*** Passage to read
Verify database availability during Standard cluster upgrades

This section is applicable if you are running Standard clusters. To verify PostgreSQL availability during upgrades, the general process is to generate traffic against the PostgreSQL database during the upgrade process. Then, use pgbench to check that the database can handle a baseline level of traffic during an upgrade, compared to when the database is fully available.

  1. Connect to your PostgreSQL instance.

    ./scripts/launch-client.sh
    

    The output is similar to the following:

    Launching Pod pg-client in the namespace postgresql ...
    pod/pg-client created
    waiting for the Pod to be ready
    Copying script files to the target Pod pg-client ...
    Pod: pg-client is healthy
    
  2. In Cloud Shell, shell into the client Pod.

    kubectl exec -it -n postgresql pg-client -- /bin/bash
    
  3. Initialize pgbench .
******
*** Information provided
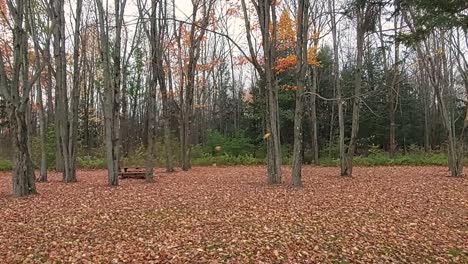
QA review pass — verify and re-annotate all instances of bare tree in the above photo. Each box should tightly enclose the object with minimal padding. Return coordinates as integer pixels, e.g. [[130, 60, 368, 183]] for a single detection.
[[292, 0, 310, 186], [0, 0, 44, 196], [96, 0, 126, 186]]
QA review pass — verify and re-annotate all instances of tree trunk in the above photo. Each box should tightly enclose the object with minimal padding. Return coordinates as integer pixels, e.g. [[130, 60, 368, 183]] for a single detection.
[[36, 64, 47, 182], [310, 66, 319, 164], [10, 104, 37, 196], [342, 7, 369, 176], [292, 0, 308, 187]]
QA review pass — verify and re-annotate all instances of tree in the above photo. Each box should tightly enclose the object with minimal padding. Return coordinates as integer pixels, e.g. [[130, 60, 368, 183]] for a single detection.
[[341, 0, 378, 176], [292, 0, 310, 186], [241, 0, 281, 184], [180, 0, 215, 171], [0, 0, 43, 196]]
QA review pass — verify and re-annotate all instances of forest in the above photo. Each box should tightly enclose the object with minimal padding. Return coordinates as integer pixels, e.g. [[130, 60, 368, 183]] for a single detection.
[[0, 0, 468, 263]]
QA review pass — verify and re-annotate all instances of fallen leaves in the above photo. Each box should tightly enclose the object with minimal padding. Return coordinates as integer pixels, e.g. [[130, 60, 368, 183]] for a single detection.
[[0, 166, 468, 263]]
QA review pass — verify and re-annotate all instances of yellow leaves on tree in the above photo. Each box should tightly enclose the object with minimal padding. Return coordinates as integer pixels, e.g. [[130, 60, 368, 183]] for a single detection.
[[275, 55, 297, 73], [275, 10, 320, 73], [307, 45, 320, 67], [275, 45, 320, 74]]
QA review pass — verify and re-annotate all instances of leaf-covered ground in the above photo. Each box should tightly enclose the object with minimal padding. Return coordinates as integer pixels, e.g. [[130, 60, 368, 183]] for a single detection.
[[0, 167, 468, 263]]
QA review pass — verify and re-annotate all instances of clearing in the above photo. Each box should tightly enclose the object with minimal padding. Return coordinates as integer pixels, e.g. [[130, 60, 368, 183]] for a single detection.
[[0, 166, 468, 263]]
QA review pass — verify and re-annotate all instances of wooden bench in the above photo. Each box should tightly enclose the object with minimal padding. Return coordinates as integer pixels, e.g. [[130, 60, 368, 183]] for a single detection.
[[119, 167, 146, 179]]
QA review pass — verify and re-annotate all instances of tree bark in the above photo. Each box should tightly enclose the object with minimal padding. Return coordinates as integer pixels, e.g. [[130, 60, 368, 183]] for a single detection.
[[292, 0, 308, 187]]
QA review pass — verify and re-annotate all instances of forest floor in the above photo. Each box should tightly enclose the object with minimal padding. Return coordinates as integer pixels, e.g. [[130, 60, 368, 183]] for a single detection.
[[0, 166, 468, 263]]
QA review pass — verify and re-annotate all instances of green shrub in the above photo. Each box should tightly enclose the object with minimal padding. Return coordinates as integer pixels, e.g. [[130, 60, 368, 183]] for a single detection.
[[192, 155, 265, 166]]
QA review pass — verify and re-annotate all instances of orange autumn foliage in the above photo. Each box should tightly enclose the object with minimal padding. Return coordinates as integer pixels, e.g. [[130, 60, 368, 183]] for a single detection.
[[0, 0, 8, 21], [275, 45, 320, 74], [277, 11, 296, 50]]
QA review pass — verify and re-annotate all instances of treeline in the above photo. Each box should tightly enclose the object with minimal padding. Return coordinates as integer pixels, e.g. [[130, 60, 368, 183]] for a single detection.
[[0, 0, 468, 195]]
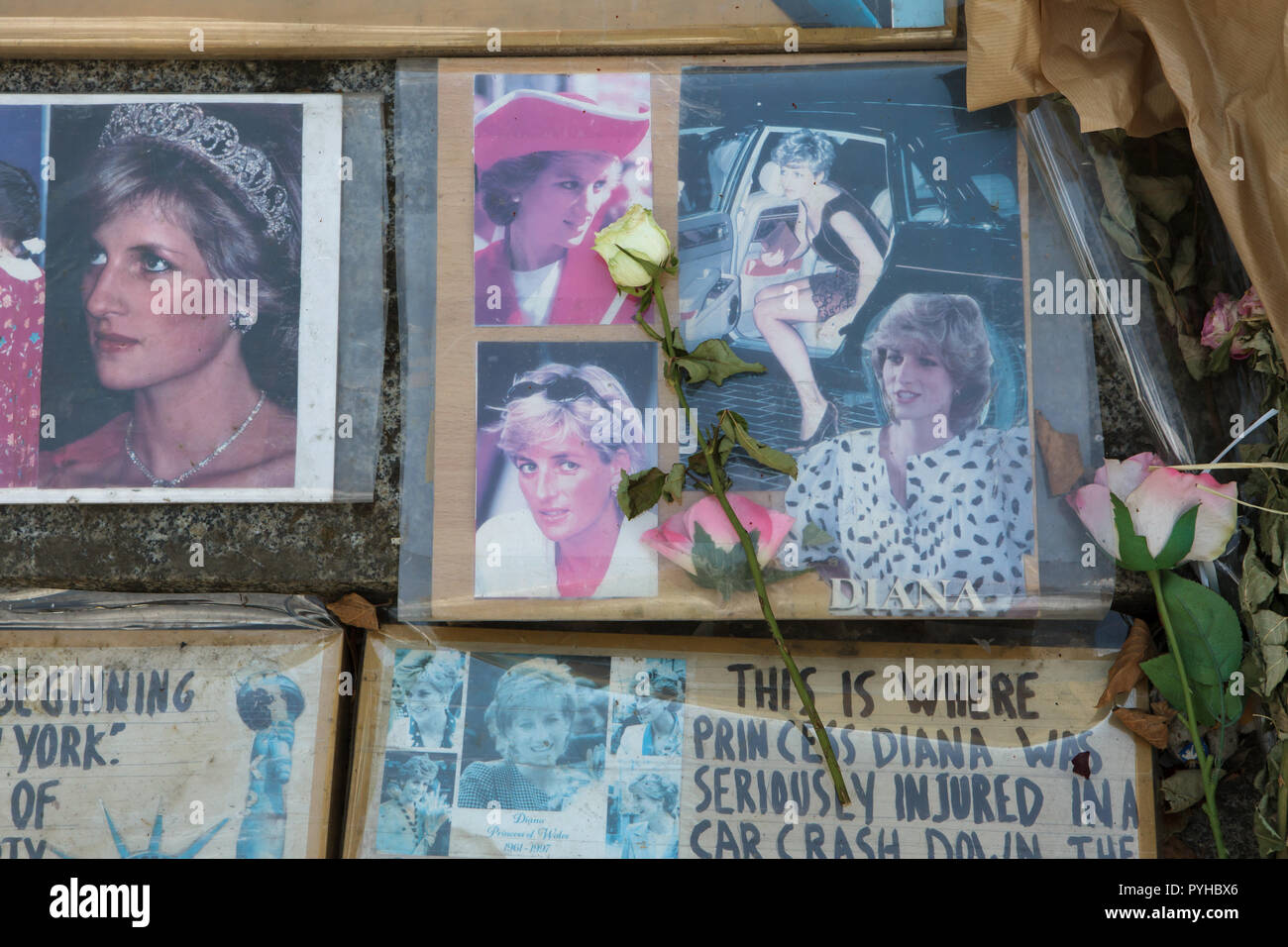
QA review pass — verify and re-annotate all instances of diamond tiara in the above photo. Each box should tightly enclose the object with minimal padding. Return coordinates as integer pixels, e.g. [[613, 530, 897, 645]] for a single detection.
[[98, 102, 295, 243]]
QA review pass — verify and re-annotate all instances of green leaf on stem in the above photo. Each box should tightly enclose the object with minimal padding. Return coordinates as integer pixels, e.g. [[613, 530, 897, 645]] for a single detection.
[[1109, 493, 1199, 573], [662, 464, 687, 502], [617, 467, 666, 519], [678, 339, 765, 386], [1160, 573, 1243, 690], [720, 411, 796, 479], [693, 523, 760, 601], [1140, 655, 1216, 727], [671, 327, 690, 359], [635, 304, 662, 342], [613, 244, 662, 279]]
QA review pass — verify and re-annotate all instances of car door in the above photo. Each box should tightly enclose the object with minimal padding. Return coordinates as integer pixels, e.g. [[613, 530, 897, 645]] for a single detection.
[[677, 125, 760, 346]]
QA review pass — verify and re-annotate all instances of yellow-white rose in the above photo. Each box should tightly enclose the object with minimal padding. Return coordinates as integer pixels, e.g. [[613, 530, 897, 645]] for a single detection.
[[595, 204, 671, 290]]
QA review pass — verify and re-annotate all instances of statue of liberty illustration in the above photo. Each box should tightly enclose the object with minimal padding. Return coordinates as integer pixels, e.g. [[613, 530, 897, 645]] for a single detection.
[[237, 669, 304, 858]]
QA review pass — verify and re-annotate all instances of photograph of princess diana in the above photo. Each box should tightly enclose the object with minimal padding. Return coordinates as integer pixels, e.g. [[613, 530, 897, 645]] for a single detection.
[[0, 97, 340, 500], [385, 648, 465, 750], [456, 653, 610, 811], [0, 106, 46, 487], [474, 73, 653, 326], [678, 63, 1034, 614], [376, 751, 456, 856], [474, 343, 667, 598]]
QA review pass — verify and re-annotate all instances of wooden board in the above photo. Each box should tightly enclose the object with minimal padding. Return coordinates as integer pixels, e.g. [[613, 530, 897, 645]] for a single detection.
[[0, 629, 344, 858], [344, 625, 1156, 858], [0, 0, 957, 58]]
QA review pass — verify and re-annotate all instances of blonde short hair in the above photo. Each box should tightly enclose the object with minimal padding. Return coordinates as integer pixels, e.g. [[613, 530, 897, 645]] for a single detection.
[[493, 362, 644, 471], [863, 292, 993, 434], [483, 657, 577, 759]]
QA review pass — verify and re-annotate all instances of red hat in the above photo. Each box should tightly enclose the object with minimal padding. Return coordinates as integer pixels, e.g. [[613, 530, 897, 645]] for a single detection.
[[474, 89, 648, 171]]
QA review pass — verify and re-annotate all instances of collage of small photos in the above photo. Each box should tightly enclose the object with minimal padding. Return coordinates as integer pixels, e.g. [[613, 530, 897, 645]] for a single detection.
[[373, 648, 686, 858], [437, 60, 1038, 618]]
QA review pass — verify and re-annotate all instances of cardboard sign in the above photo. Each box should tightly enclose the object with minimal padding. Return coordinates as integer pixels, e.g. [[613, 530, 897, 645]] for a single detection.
[[0, 630, 342, 858], [344, 626, 1155, 858]]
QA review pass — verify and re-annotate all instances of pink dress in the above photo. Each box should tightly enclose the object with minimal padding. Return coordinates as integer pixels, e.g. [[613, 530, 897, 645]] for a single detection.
[[0, 257, 46, 487]]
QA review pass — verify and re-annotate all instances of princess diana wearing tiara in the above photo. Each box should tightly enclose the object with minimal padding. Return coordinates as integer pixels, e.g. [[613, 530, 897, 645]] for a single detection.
[[40, 103, 300, 488]]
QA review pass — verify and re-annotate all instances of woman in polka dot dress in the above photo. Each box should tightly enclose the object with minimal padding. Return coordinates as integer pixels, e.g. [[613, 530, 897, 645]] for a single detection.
[[786, 294, 1033, 613]]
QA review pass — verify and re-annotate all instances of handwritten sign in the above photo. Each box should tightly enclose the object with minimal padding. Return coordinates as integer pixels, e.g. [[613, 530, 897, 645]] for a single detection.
[[0, 631, 342, 858], [345, 627, 1155, 858]]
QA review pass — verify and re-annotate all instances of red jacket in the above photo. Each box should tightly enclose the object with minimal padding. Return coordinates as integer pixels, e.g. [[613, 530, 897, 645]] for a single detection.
[[474, 235, 638, 326]]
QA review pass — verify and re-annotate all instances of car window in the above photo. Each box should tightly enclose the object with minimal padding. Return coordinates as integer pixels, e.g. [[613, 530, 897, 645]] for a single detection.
[[680, 129, 751, 217], [970, 174, 1020, 217]]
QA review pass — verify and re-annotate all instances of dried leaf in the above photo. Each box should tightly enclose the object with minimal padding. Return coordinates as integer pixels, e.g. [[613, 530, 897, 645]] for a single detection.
[[1091, 149, 1136, 237], [677, 339, 765, 385], [1171, 233, 1198, 292], [1069, 750, 1091, 780], [1127, 174, 1194, 223], [617, 467, 667, 519], [1138, 214, 1172, 261], [1158, 835, 1198, 858], [1096, 618, 1154, 707], [1034, 411, 1086, 496], [1149, 701, 1177, 721], [1239, 543, 1276, 613], [327, 591, 380, 631], [662, 464, 686, 502], [1115, 707, 1168, 750], [1261, 644, 1288, 690], [1160, 770, 1203, 811], [720, 411, 796, 479]]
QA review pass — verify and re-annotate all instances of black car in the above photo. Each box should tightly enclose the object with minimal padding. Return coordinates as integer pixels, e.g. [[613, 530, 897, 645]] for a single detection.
[[678, 63, 1026, 438]]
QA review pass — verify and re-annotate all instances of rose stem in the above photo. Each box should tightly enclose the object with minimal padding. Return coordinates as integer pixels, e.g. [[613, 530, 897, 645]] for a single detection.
[[1145, 570, 1229, 858], [645, 282, 850, 805]]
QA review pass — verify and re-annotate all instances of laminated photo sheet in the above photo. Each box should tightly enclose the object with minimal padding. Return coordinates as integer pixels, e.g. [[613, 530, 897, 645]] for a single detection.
[[0, 0, 960, 58], [0, 95, 342, 502], [0, 626, 344, 858], [344, 626, 1156, 858], [399, 54, 1112, 620]]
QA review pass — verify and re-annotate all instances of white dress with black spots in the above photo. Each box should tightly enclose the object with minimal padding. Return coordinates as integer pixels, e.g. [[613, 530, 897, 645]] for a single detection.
[[786, 428, 1033, 613]]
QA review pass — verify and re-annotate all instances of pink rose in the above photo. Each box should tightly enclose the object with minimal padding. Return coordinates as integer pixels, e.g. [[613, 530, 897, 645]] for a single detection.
[[641, 493, 796, 576], [1069, 454, 1239, 571], [1235, 286, 1266, 320], [1199, 290, 1265, 359]]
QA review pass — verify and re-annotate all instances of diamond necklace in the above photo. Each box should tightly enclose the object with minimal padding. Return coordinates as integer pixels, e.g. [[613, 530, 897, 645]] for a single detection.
[[125, 389, 268, 487]]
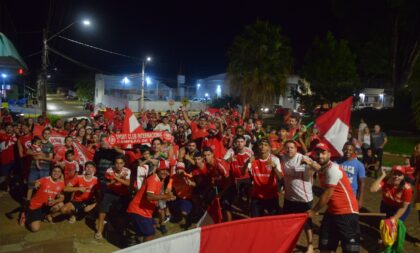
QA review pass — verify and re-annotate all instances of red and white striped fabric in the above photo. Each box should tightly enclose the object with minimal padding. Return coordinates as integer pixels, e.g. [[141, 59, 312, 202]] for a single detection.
[[122, 108, 144, 134], [197, 197, 222, 227], [117, 214, 307, 253], [315, 97, 353, 157]]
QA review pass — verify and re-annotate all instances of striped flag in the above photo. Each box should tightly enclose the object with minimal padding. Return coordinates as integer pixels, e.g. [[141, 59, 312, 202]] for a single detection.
[[197, 197, 222, 227], [117, 213, 307, 253]]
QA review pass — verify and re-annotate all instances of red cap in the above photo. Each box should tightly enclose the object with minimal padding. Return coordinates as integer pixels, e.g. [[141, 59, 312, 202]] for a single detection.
[[157, 159, 169, 170], [314, 142, 330, 151], [392, 165, 405, 174], [176, 162, 185, 170]]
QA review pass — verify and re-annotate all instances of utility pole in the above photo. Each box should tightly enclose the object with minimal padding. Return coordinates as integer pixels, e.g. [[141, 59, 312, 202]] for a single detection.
[[40, 29, 48, 116]]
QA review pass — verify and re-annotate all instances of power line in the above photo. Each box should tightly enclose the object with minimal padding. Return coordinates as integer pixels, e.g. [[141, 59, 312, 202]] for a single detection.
[[57, 36, 141, 61], [48, 47, 109, 73]]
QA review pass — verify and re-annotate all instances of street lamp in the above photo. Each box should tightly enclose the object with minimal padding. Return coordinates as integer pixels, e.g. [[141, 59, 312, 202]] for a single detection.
[[140, 56, 152, 110], [38, 19, 91, 116]]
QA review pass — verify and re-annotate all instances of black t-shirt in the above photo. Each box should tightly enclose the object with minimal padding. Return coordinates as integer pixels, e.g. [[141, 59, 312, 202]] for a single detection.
[[93, 148, 120, 183]]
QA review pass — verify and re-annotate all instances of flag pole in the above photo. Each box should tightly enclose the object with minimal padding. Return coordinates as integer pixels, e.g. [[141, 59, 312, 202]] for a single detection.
[[292, 121, 315, 141]]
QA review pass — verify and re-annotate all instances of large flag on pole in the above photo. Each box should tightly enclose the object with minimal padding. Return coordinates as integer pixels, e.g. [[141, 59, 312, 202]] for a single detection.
[[117, 213, 307, 253], [197, 197, 222, 227], [315, 97, 353, 157]]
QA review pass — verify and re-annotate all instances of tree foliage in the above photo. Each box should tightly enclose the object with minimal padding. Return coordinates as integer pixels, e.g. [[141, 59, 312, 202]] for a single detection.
[[74, 78, 95, 101], [227, 21, 292, 106], [303, 32, 359, 103]]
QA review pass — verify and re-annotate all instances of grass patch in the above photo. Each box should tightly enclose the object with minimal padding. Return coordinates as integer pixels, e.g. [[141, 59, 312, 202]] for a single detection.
[[384, 136, 420, 155]]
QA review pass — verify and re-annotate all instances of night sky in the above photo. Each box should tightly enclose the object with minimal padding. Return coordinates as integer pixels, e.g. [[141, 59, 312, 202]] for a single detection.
[[0, 0, 340, 86]]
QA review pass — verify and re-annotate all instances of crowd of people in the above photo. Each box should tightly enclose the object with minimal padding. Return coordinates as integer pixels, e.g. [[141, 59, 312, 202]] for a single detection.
[[0, 107, 420, 252]]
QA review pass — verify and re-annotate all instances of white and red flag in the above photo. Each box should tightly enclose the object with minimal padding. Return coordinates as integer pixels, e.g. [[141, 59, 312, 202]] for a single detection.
[[117, 213, 308, 253], [197, 197, 222, 227], [315, 97, 353, 157], [122, 108, 144, 134]]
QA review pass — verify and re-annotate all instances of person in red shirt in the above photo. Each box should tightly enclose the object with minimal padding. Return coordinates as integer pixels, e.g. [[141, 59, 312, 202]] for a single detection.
[[0, 124, 17, 191], [127, 163, 175, 242], [370, 165, 413, 221], [95, 156, 131, 240], [181, 107, 208, 147], [26, 165, 64, 232], [203, 147, 235, 221], [302, 142, 360, 253], [248, 138, 283, 217], [17, 124, 33, 182], [60, 161, 100, 223], [169, 162, 196, 229]]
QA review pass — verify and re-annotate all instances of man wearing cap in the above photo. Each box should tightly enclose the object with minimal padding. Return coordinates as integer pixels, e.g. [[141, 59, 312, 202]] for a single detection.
[[248, 138, 283, 217], [127, 161, 175, 242], [281, 140, 315, 253], [307, 142, 360, 252], [340, 143, 366, 208], [370, 165, 413, 221], [169, 162, 196, 229]]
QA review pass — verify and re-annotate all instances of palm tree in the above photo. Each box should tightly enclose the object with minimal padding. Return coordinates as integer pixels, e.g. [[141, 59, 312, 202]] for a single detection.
[[227, 21, 292, 106]]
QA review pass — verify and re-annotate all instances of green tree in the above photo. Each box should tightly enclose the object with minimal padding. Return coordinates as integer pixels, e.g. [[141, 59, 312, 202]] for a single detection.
[[227, 21, 292, 106], [74, 79, 95, 101], [303, 32, 359, 104]]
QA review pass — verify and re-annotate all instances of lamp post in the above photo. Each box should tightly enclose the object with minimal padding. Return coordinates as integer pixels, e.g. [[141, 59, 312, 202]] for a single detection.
[[38, 19, 90, 116], [140, 56, 152, 110]]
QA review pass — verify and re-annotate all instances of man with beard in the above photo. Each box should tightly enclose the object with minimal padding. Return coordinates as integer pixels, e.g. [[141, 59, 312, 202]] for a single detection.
[[308, 142, 360, 252]]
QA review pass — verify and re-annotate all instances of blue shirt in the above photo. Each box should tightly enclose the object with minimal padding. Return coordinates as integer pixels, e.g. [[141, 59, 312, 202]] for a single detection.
[[341, 158, 366, 197]]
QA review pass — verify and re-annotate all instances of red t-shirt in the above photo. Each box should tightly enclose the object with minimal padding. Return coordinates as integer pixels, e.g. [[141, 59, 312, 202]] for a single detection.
[[105, 167, 131, 196], [380, 178, 413, 207], [68, 175, 99, 202], [202, 133, 226, 158], [169, 174, 194, 199], [250, 155, 282, 199], [127, 174, 163, 218], [0, 133, 17, 165], [29, 177, 64, 210], [190, 121, 209, 140], [206, 158, 229, 191], [63, 160, 79, 184], [18, 134, 33, 156], [319, 162, 359, 215]]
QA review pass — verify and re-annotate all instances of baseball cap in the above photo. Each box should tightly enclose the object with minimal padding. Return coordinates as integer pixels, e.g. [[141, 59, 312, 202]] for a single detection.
[[176, 162, 185, 170], [314, 142, 330, 151], [392, 165, 405, 174], [156, 159, 170, 170]]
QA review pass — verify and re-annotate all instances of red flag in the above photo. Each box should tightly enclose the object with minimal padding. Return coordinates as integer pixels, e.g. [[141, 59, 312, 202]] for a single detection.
[[122, 108, 144, 134], [315, 97, 353, 157], [117, 213, 308, 253], [197, 197, 222, 227]]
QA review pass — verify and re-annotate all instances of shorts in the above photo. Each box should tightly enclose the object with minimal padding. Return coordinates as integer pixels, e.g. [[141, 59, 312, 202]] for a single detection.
[[0, 163, 14, 177], [28, 167, 50, 185], [172, 199, 192, 215], [318, 213, 360, 253], [220, 187, 236, 210], [129, 213, 155, 236], [250, 198, 280, 217], [70, 199, 95, 214], [380, 201, 411, 222], [99, 191, 128, 213], [26, 206, 50, 224], [283, 199, 312, 229]]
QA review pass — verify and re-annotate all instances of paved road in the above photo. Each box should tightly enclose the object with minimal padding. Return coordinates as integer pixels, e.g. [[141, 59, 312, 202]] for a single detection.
[[47, 94, 89, 118]]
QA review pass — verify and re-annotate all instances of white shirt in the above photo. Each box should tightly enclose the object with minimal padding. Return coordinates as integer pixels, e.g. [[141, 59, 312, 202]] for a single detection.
[[281, 153, 314, 203]]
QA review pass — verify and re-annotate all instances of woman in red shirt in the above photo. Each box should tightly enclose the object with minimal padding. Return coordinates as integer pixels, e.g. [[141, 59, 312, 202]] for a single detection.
[[370, 165, 413, 221]]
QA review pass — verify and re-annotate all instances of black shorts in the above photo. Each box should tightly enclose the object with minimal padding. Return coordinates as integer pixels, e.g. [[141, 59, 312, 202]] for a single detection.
[[318, 213, 360, 253], [283, 199, 312, 229], [70, 199, 95, 214], [26, 206, 50, 224]]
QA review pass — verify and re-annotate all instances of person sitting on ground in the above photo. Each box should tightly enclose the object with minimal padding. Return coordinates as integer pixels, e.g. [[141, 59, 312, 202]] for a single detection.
[[26, 165, 64, 232]]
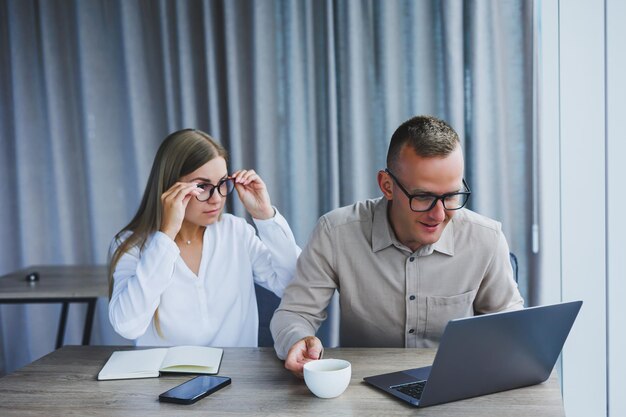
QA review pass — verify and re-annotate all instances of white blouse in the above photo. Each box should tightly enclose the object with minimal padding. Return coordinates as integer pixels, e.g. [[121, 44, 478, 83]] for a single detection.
******
■ **Written request A**
Reproduce the cluster upgrade passage from "Verify database availability" up to and including "your PostgreSQL instance.".
■ **Written request B**
In the cluster upgrade passage, which tool checks that the database can handle a baseline level of traffic during an upgrade?

■ **Exercise answer A**
Verify database availability during Standard cluster upgrades

This section is applicable if you are running Standard clusters. To verify PostgreSQL availability during upgrades, the general process is to generate traffic against the PostgreSQL database during the upgrade process. Then, use pgbench to check that the database can handle a baseline level of traffic during an upgrade, compared to when the database is fully available.

  1. Connect to your PostgreSQL instance.

■ **Exercise answer B**
pgbench